▶ Goal
Set out every line of the records below as a JSON list of strings, one string per line, omitting blank lines. Cover all the records, and leave the pictures out.

********

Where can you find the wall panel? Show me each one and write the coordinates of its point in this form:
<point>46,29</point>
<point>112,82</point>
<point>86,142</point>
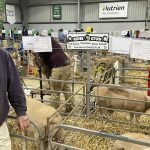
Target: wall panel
<point>136,11</point>
<point>39,14</point>
<point>55,27</point>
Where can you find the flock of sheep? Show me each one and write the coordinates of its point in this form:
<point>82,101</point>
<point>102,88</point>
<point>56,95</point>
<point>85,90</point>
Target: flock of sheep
<point>39,112</point>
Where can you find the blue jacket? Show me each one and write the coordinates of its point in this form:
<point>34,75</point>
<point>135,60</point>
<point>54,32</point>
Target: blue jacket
<point>10,88</point>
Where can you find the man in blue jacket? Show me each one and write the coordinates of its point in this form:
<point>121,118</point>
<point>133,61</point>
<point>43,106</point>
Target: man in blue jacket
<point>10,92</point>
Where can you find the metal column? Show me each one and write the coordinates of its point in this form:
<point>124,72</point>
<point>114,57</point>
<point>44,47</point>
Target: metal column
<point>147,16</point>
<point>79,23</point>
<point>24,12</point>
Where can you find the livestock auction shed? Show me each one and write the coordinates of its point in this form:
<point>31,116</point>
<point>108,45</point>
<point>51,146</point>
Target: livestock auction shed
<point>107,43</point>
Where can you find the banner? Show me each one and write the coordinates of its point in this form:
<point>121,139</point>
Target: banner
<point>10,13</point>
<point>113,10</point>
<point>28,42</point>
<point>88,41</point>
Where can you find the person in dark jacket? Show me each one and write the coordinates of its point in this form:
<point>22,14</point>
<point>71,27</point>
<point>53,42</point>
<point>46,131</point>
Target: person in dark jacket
<point>56,65</point>
<point>10,92</point>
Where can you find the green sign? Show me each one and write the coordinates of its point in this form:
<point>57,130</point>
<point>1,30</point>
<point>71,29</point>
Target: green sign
<point>56,12</point>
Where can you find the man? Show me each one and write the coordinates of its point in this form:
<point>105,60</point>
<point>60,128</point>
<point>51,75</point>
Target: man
<point>10,91</point>
<point>57,65</point>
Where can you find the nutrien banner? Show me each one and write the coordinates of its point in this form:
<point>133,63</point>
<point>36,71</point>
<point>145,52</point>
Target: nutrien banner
<point>113,10</point>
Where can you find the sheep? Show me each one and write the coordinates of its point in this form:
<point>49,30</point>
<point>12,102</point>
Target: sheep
<point>117,92</point>
<point>121,145</point>
<point>38,113</point>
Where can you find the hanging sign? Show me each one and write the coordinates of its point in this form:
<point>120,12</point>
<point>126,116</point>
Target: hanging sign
<point>42,44</point>
<point>10,13</point>
<point>88,41</point>
<point>140,49</point>
<point>57,12</point>
<point>120,45</point>
<point>113,10</point>
<point>28,42</point>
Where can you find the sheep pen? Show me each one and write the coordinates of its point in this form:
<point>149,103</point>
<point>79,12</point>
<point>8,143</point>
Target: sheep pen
<point>118,123</point>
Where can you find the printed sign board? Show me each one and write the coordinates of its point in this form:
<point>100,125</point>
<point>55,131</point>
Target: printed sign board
<point>113,10</point>
<point>120,45</point>
<point>56,12</point>
<point>28,42</point>
<point>10,13</point>
<point>140,49</point>
<point>88,41</point>
<point>42,44</point>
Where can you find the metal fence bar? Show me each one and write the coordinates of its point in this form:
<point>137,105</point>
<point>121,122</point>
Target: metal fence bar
<point>103,134</point>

********

▶ Task answer
[
  "Where can you find the wall panel? Show me each one and write the coordinates of its point in this form:",
  "<point>46,29</point>",
  "<point>112,82</point>",
  "<point>86,142</point>",
  "Target: wall panel",
  "<point>136,11</point>",
  "<point>39,14</point>",
  "<point>55,27</point>",
  "Where can you find the flock of sheep? Show me each one and write the coordinates of its point in this form:",
  "<point>82,101</point>",
  "<point>102,88</point>",
  "<point>56,95</point>",
  "<point>85,90</point>",
  "Target: flock of sheep",
  "<point>39,112</point>",
  "Where can you find the blue jacket? Show me each one and write the coordinates of its point in this form:",
  "<point>34,75</point>",
  "<point>135,60</point>",
  "<point>54,32</point>",
  "Target: blue jacket",
  "<point>10,88</point>",
  "Where can you find the man in blue jacket? Show me each one and write the coordinates of its point in this form:",
  "<point>121,118</point>",
  "<point>133,61</point>",
  "<point>43,106</point>",
  "Target: man in blue jacket",
  "<point>10,92</point>",
  "Where can you find the metal column? Show me each one and write the coordinates of its point in this form:",
  "<point>124,72</point>",
  "<point>114,57</point>",
  "<point>44,47</point>",
  "Target: metal column",
  "<point>147,16</point>",
  "<point>79,23</point>",
  "<point>24,12</point>",
  "Where can you find the livestock auction shed? Show me each one and write the coordinates of its point in this form:",
  "<point>31,116</point>",
  "<point>108,45</point>",
  "<point>51,146</point>",
  "Target: livestock auction shed",
  "<point>107,43</point>",
  "Where can you find the banner? Show me each one and write the coordinates of its point in this form:",
  "<point>121,139</point>",
  "Target: banner",
  "<point>10,13</point>",
  "<point>113,10</point>",
  "<point>28,42</point>",
  "<point>88,41</point>",
  "Where can you find the person in dark jacket? Show me each one and write the coordinates of its point in this form:",
  "<point>22,14</point>",
  "<point>71,27</point>",
  "<point>53,42</point>",
  "<point>46,131</point>",
  "Target: person in dark jacket",
  "<point>56,65</point>",
  "<point>10,92</point>",
  "Where can you find the green sign? Show me each one and write the coordinates of its point in this form:",
  "<point>57,130</point>",
  "<point>1,30</point>",
  "<point>71,29</point>",
  "Target: green sign",
  "<point>56,12</point>",
  "Where can you find the man? Show me each one and write the coordinates of its point in this form:",
  "<point>105,60</point>",
  "<point>60,128</point>",
  "<point>51,75</point>",
  "Target: man",
  "<point>10,91</point>",
  "<point>57,65</point>",
  "Where can you find the nutrien banner? Show me each one and write the coordinates of its point in this form:",
  "<point>133,63</point>",
  "<point>36,71</point>",
  "<point>145,52</point>",
  "Target: nutrien banner",
  "<point>113,10</point>",
  "Where can you find the sheep? Show me each one and write the coordinates of its point in this form:",
  "<point>49,30</point>",
  "<point>12,102</point>",
  "Target: sheep",
  "<point>117,92</point>",
  "<point>121,145</point>",
  "<point>38,113</point>",
  "Where can you find the hanging sign? Show me each one and write the coordinates of its point in this form:",
  "<point>120,12</point>",
  "<point>126,116</point>",
  "Target: hanging sign",
  "<point>42,44</point>",
  "<point>10,13</point>",
  "<point>88,41</point>",
  "<point>140,49</point>",
  "<point>57,12</point>",
  "<point>120,45</point>",
  "<point>113,10</point>",
  "<point>28,42</point>",
  "Where can you find the sheep pen? Show me each one and write the coordinates of its point in this form:",
  "<point>149,103</point>",
  "<point>79,12</point>",
  "<point>8,143</point>",
  "Target: sheep pen",
  "<point>118,123</point>",
  "Where can you find the printed sign board? Show me each one and write the coordinates of its point in this form:",
  "<point>100,125</point>",
  "<point>55,131</point>",
  "Target: printed sign board",
  "<point>113,10</point>",
  "<point>120,45</point>",
  "<point>56,12</point>",
  "<point>28,42</point>",
  "<point>10,13</point>",
  "<point>140,49</point>",
  "<point>88,41</point>",
  "<point>42,44</point>",
  "Where can you find the metal fence bar? Show me each one and write the coordinates of its point in this form:",
  "<point>137,105</point>",
  "<point>121,122</point>",
  "Target: metal fence bar",
  "<point>103,134</point>"
]